> [PROBLEM]:
Your answer must repeat all of the entries word for word, without any images.

----- DATA FOR REVIEW

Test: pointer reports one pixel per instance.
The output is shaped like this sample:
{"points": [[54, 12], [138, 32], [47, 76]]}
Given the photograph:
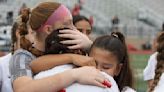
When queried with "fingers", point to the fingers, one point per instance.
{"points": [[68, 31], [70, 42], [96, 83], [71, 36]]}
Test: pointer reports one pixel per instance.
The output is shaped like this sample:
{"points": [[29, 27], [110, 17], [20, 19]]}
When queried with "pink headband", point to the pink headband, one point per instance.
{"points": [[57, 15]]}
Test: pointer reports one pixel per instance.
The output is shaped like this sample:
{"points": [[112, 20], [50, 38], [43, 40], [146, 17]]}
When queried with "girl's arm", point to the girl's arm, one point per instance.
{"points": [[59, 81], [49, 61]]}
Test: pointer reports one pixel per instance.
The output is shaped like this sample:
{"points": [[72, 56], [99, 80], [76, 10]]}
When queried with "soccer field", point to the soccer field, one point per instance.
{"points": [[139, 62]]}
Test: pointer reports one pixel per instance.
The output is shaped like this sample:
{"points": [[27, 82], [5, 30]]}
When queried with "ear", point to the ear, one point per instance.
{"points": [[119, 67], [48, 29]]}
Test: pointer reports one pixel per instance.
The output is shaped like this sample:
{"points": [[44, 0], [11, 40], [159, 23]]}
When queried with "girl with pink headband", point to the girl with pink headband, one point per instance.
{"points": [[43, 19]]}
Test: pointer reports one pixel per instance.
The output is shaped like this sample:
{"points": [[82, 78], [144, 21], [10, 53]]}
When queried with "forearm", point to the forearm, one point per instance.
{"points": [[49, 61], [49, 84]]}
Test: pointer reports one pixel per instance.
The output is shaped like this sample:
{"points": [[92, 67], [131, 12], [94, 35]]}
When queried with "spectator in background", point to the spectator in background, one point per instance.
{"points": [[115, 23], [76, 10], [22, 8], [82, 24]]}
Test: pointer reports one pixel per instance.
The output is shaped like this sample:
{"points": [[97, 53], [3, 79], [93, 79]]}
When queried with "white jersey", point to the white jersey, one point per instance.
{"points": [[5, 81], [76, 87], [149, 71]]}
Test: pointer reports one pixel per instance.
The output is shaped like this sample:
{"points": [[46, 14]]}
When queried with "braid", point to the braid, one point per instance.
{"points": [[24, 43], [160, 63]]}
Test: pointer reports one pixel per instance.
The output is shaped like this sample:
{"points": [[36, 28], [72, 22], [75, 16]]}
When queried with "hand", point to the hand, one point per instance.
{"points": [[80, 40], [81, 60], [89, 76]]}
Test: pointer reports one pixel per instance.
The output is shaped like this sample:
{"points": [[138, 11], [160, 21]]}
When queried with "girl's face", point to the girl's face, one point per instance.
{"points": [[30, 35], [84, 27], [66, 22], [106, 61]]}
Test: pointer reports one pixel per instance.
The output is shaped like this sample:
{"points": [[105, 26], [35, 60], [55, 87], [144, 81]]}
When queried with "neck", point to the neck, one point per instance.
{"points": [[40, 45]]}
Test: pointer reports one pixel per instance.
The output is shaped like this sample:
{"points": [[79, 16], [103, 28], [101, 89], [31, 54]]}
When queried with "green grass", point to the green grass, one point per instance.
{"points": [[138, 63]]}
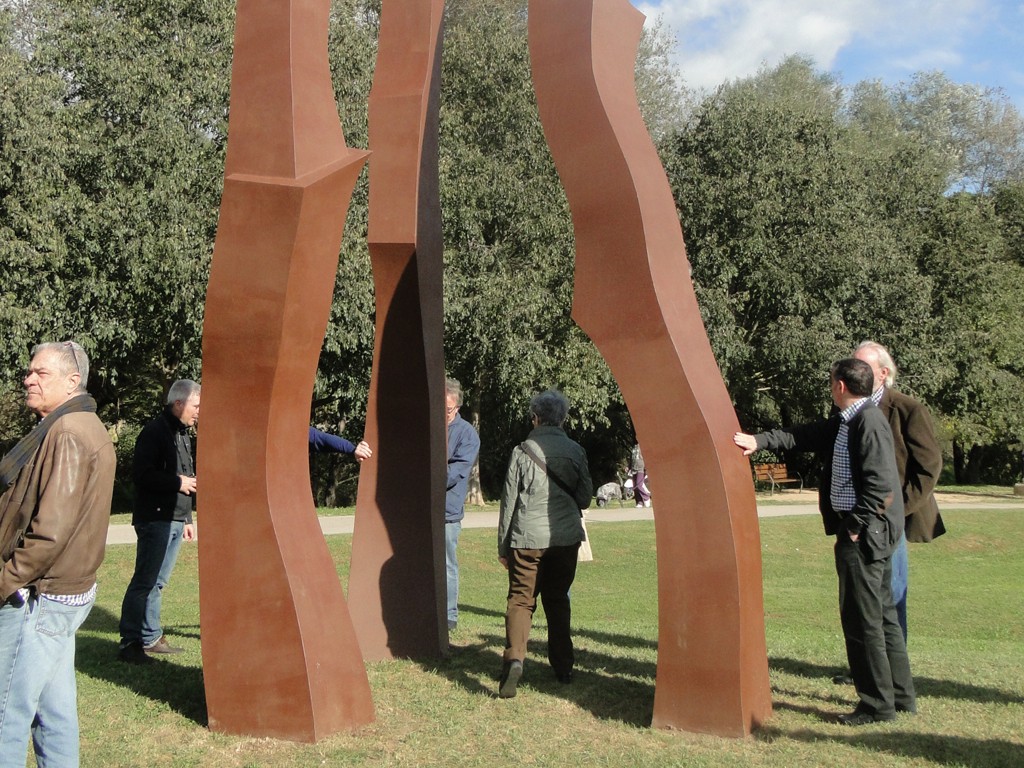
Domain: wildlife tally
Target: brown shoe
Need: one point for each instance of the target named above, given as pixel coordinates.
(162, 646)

----------

> [REPLY]:
Test: pointer reports one pixel per instance.
The output is shaped like this sample:
{"points": [[54, 12], [138, 32], [47, 76]]}
Given the photograph:
When queried with "fingers", point to the fingers, one point per instance.
{"points": [[68, 31], [70, 42], [96, 83], [71, 36]]}
Test: pointer reports one pixel per instance.
The output is shaped like this sample:
{"points": [[29, 27], [110, 17], [20, 19]]}
When queried with "pink headband", point to the pink headband, one point per instance.
{"points": [[57, 15]]}
Test: pointer reports one pixel per instance.
The output is shaped like this sample:
{"points": [[112, 20], [50, 38], [43, 40], [146, 17]]}
When queried with "girl's arm", point to the girl's arm, one point per instance.
{"points": [[59, 81], [49, 61]]}
Test: pointer reports one pixel per instance.
The output is shaped like this sample:
{"points": [[72, 56], [99, 80], [76, 10]]}
When queried with "soccer field", point to the soccer field, one point per instance.
{"points": [[139, 62]]}
Test: pointer reports one pixel per instance.
The output is shaped like this sample:
{"points": [[27, 82], [5, 30]]}
When queried with "ear", point to the ear, one point per instance.
{"points": [[119, 67], [48, 29]]}
Test: pointer reports one pixel per instance.
The output is shaped like this sample:
{"points": [[44, 0], [11, 40], [159, 23]]}
When queried with "girl with pink headband", point to the girl with pink headband, one point per instance.
{"points": [[43, 19]]}
Test: pointer reports one pixel per instance.
The output is shaped like this sample:
{"points": [[82, 78], [144, 21], [10, 53]]}
When queried with "forearm", point to the forearm, one point per instance.
{"points": [[49, 61], [49, 84]]}
Test: pointer reports one pixel per instance.
The output is shaped like this sample:
{"points": [[92, 67], [131, 12], [94, 35]]}
When queried with "spectator in background", point to the spectator in background, one point per instance.
{"points": [[115, 23], [76, 10], [22, 8], [82, 24]]}
Test: pointer reports one pixel per instance.
The output is shaped like this sample:
{"points": [[97, 53], [3, 79], [93, 79]]}
When queried with "white jersey", point to the white jersey, one point per instance.
{"points": [[5, 81], [76, 87], [149, 71]]}
Test: pointer reports one pixel per instance.
The output is shaped like this sample:
{"points": [[46, 14]]}
When queried with "braid", point to the braid, one point per instance.
{"points": [[24, 43], [160, 63]]}
Test: pointer reports one pixel per instance.
The output is shaped like this sample:
{"points": [[36, 28], [72, 22], [75, 16]]}
When queried with "hand", point to the hand, one point per instance.
{"points": [[80, 40], [81, 60], [89, 76]]}
Test: pointer reports one pixel per instance.
The output is shaped like this sample:
{"points": [[138, 11], [160, 21]]}
When queried with "girl's face", point to the girl's face, one point per instance.
{"points": [[30, 35], [84, 27], [66, 22], [106, 61]]}
Test: pointer reports one pixel per instance.
The output is shaped like this sample:
{"points": [[105, 26], [35, 60], [55, 87], [144, 81]]}
When queried with "neck", point to the neck, one point per instance.
{"points": [[40, 45]]}
Test: pointer reports one pixel per instance.
The output is shaped like this sample:
{"points": [[79, 16], [103, 28], [101, 89], [31, 54]]}
When queried with "green grass", point to the green grass, one point per instance.
{"points": [[138, 63]]}
Domain: wildlife tally
Target: brown shoe
Need: one point for each instance of the target named above, given as pixel coordinates.
(162, 646)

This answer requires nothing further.